THE EXERCISE: Which lines in the records below contain the word "shirt"? Pick out each of those lines and copy it whole, counting only matches with the same case.
#### RAW RECORDS ####
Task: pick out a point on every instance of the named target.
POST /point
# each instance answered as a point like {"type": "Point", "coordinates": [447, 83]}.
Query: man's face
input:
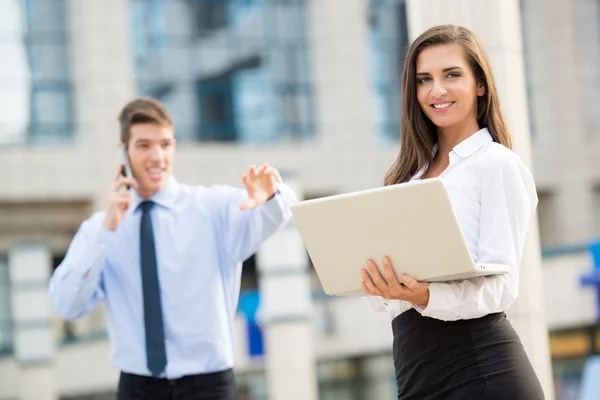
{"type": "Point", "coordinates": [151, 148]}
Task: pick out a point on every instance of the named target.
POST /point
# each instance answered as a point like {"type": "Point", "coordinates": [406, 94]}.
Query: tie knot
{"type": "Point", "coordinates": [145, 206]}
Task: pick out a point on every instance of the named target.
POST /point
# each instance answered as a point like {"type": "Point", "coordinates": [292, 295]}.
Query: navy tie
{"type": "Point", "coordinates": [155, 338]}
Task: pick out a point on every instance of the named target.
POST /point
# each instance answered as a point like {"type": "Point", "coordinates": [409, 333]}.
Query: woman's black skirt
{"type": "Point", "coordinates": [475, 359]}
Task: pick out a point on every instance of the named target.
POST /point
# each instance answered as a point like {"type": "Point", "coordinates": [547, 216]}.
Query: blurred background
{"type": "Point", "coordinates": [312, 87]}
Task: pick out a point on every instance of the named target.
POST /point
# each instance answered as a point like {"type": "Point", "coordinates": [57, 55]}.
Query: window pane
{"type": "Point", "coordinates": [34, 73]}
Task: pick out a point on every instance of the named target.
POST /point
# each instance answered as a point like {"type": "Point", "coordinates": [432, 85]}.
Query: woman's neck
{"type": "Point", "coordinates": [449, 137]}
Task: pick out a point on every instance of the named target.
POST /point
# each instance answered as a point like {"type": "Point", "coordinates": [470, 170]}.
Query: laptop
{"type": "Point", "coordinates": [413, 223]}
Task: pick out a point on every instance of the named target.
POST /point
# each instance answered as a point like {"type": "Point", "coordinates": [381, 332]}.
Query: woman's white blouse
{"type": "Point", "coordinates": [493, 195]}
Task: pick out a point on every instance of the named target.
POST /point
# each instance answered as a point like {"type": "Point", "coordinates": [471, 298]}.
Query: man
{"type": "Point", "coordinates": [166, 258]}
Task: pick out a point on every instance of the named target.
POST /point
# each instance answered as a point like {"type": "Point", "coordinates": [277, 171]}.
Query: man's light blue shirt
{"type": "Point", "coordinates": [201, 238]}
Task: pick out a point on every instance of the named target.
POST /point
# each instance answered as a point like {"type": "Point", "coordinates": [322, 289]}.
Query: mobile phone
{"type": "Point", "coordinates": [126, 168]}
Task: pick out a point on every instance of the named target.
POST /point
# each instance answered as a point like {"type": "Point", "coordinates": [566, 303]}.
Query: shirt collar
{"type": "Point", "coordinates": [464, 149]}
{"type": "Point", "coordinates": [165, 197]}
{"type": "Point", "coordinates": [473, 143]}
####
WRITTEN ANSWER:
Query: man's light blue shirt
Query: shirt collar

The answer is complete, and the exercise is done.